▶ **GIVEN PROBLEM**:
Copy the entries from the line with "Target: green grass" up to and including the line with "(1093, 400)", reproducing each line unchanged.

▶ **DATASET**:
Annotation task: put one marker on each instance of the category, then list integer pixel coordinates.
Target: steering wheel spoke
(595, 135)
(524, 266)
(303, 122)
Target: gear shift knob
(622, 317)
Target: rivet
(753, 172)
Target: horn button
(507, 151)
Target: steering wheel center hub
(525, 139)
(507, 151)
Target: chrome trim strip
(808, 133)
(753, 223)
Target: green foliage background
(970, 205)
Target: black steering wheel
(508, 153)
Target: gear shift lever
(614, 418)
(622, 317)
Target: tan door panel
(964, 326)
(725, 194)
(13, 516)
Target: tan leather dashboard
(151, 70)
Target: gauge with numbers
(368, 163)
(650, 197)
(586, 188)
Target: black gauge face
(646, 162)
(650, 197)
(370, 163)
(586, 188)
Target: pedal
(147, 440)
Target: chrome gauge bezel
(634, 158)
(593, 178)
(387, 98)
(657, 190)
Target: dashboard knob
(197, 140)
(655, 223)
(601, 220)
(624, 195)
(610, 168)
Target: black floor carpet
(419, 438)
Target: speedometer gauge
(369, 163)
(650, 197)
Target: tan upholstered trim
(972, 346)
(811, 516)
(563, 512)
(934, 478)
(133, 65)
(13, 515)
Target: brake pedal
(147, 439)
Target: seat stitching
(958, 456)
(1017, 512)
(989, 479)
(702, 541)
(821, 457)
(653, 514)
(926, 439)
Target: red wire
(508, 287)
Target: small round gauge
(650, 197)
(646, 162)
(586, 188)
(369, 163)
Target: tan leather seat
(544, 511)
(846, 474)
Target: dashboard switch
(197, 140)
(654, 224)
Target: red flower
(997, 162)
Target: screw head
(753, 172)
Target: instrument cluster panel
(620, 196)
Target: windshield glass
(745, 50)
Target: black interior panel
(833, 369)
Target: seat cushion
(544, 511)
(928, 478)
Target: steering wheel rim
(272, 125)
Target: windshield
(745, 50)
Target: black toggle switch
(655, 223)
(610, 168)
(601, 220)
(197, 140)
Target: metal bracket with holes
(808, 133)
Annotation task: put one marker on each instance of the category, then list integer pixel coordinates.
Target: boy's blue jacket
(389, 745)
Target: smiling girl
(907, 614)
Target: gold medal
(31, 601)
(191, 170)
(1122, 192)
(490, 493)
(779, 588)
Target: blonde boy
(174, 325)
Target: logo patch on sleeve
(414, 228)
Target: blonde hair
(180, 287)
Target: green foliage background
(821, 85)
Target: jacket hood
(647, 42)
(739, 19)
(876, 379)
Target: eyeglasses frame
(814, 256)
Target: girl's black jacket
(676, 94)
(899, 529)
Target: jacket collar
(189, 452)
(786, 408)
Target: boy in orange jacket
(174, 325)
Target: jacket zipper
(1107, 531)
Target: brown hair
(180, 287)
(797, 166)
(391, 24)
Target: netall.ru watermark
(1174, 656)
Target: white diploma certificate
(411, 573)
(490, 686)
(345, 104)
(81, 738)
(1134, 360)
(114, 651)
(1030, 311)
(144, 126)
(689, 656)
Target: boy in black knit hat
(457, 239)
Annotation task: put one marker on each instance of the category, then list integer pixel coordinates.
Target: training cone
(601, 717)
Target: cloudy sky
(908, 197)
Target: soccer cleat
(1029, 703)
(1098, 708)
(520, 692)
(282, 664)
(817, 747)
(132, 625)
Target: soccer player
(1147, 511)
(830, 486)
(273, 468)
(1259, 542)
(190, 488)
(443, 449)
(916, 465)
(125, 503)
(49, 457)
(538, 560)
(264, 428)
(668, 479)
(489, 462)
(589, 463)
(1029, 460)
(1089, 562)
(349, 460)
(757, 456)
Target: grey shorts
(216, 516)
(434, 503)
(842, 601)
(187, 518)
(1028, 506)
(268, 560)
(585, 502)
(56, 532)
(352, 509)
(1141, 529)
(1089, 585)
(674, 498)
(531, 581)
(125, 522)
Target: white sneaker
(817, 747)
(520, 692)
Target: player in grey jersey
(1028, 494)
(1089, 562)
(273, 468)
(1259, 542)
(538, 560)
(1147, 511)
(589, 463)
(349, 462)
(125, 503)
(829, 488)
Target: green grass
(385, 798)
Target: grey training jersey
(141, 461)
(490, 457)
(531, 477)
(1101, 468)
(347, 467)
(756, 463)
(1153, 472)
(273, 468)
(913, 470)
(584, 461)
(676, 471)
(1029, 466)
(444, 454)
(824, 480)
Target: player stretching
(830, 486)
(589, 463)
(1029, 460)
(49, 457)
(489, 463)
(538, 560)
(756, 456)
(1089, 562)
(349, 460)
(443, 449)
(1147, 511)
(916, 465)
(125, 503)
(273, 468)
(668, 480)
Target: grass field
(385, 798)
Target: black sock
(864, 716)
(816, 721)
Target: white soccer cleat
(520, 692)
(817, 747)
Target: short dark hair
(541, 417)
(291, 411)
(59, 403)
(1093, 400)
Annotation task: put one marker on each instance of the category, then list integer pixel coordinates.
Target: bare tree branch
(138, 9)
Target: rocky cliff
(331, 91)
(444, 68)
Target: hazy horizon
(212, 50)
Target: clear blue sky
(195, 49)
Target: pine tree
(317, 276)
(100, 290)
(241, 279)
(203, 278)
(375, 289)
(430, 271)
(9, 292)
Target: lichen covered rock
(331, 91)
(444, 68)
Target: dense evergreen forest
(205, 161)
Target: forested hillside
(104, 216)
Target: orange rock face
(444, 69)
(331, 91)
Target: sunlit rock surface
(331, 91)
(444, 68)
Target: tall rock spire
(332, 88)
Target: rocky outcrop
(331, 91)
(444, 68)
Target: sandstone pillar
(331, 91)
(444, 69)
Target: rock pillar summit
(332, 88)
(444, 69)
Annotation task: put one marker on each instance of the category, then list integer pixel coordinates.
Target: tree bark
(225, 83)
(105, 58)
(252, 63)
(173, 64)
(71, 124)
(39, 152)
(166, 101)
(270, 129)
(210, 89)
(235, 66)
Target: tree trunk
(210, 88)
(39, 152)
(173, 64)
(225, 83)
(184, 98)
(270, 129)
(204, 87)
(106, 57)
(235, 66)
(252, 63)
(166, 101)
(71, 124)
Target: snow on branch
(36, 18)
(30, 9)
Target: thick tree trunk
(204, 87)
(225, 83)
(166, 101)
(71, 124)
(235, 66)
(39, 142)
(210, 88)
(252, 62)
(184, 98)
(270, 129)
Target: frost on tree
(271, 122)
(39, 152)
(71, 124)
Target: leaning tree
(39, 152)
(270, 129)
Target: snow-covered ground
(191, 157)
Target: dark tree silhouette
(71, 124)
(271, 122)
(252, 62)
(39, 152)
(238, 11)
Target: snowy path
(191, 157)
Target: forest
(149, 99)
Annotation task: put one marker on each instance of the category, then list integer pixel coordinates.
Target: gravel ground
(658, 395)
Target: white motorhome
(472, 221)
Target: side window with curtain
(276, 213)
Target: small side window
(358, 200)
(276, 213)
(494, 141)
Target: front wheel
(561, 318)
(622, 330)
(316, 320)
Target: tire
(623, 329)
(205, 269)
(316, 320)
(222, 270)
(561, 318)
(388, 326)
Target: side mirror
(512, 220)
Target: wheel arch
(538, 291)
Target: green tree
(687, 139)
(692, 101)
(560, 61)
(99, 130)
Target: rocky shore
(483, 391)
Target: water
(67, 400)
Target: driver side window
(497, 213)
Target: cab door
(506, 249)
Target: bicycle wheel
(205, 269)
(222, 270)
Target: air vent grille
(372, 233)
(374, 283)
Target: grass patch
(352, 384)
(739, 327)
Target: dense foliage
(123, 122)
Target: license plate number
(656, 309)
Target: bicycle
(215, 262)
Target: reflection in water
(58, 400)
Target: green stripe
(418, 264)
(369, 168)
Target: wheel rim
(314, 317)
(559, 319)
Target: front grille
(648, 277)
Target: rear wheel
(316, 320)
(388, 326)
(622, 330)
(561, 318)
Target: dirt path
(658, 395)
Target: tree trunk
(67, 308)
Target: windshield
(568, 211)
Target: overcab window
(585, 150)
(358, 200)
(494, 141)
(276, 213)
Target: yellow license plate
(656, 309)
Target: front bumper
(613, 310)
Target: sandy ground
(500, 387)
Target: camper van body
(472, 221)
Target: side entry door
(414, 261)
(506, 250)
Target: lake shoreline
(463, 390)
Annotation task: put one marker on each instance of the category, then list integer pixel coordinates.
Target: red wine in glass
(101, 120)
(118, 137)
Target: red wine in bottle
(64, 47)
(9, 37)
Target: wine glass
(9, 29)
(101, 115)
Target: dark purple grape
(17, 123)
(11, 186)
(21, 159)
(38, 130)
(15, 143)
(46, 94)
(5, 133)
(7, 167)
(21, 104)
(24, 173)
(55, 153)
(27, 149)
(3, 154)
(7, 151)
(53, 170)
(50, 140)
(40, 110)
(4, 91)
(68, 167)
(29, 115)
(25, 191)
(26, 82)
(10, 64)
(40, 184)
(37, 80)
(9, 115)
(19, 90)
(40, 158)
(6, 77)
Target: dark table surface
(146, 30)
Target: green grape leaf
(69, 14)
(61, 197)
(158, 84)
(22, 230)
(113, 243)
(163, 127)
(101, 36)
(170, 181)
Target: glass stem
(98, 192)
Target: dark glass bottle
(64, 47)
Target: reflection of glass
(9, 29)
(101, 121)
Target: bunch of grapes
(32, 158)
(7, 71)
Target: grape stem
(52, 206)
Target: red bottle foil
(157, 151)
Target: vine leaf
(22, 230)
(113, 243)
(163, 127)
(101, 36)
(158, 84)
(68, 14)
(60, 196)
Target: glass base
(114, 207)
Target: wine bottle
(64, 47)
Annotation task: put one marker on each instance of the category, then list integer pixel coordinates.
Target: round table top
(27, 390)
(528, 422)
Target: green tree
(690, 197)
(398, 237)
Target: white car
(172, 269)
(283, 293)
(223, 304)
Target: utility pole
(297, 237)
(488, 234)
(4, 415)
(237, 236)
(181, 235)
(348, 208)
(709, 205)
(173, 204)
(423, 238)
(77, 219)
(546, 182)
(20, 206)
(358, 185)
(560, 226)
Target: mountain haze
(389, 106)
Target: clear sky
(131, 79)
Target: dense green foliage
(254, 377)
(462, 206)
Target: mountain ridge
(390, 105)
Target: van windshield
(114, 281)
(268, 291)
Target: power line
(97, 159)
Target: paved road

▶ **THE RESULT**:
Target: green grass
(385, 798)
Target: grey training jersey
(141, 461)
(490, 457)
(531, 477)
(1101, 468)
(347, 467)
(756, 463)
(1153, 472)
(273, 468)
(913, 470)
(584, 461)
(676, 471)
(1029, 466)
(444, 454)
(824, 480)
Target: player stretching
(830, 486)
(589, 463)
(1029, 460)
(49, 457)
(489, 463)
(538, 560)
(756, 456)
(1089, 562)
(349, 460)
(443, 449)
(1147, 511)
(916, 465)
(125, 503)
(273, 468)
(668, 480)
Target: grass field
(385, 798)
Target: black sock
(864, 716)
(816, 721)
Target: white soccer cleat
(520, 692)
(817, 747)
Target: short dark hair
(541, 417)
(291, 411)
(59, 403)
(1093, 400)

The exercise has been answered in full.